Reproduce the listing that follows with no differences at all.

(Dataset rows on where objects appear)
---------------

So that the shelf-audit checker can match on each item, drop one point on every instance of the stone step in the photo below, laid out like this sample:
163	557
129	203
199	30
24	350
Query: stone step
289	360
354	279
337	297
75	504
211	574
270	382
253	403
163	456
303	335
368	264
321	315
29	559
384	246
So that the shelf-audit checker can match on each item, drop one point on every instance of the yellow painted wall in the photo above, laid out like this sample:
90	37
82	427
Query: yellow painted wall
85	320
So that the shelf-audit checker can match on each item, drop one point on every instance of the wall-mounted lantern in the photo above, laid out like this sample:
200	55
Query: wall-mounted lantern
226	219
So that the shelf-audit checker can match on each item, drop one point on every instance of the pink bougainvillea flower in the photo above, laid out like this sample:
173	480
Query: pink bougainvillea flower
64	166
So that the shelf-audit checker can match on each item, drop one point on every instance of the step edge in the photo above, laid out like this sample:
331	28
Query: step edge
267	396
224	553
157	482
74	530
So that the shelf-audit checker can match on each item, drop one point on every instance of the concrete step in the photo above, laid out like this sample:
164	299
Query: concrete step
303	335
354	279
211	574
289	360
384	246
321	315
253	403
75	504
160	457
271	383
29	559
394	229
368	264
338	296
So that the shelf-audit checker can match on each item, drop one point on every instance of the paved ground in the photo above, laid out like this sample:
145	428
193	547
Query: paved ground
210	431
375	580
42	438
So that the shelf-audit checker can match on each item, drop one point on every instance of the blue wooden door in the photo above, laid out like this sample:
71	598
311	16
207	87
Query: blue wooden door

---------------

◆ Written answer ◆
So that the shelf-audit checker can match on each item, drop one point on every instance of the stone step in the photo below, laid out like this sample:
163	557
129	203
199	30
24	350
Query: stone step
289	360
354	279
337	297
75	504
211	574
270	382
253	403
163	456
303	335
368	264
321	315
29	559
384	246
So that the shelf-audit checker can match on each item, drop one point on every instance of the yellow painted wall in the photo above, laid out like this sample:
90	37
82	427
Query: yellow painted wall
85	320
So that the shelf-audit checker can match on each item, drop one point on every instance of the wall-mounted lantern in the photo above, laid out like this sample:
200	55
Query: wall-mounted lantern
226	219
So that the shelf-audit checker can match on each item, drop one point on every instance of the pink bougainvillea flower in the photo above, laid out like this sample:
173	480
Query: pink bougainvillea flower
64	166
So that the shelf-audit checker can match on each item, drop one point on every instance of the step edge in the photo above, laid out like this sample:
331	28
Query: step edge
267	396
224	553
157	482
74	530
So that the shelf-audit checker can match on each item, drop one point on every instance of the concrete step in the photo above, laid out like this sample:
164	299
Query: concrete step
303	335
354	279
211	574
289	360
384	246
321	315
253	403
75	504
160	457
271	383
29	559
394	229
368	264
338	296
So that the shelf-audit checker can match on each item, drop one point on every instance of the paved ground in the photo above, laid out like this sample:
145	428
193	547
Query: paved ground
210	431
375	580
42	438
So that the shelf-audit checker can match on each item, drop one point on every instance of the blue wooden door in the photo above, laid out like this sample:
71	598
311	16
207	87
Query: blue wooden door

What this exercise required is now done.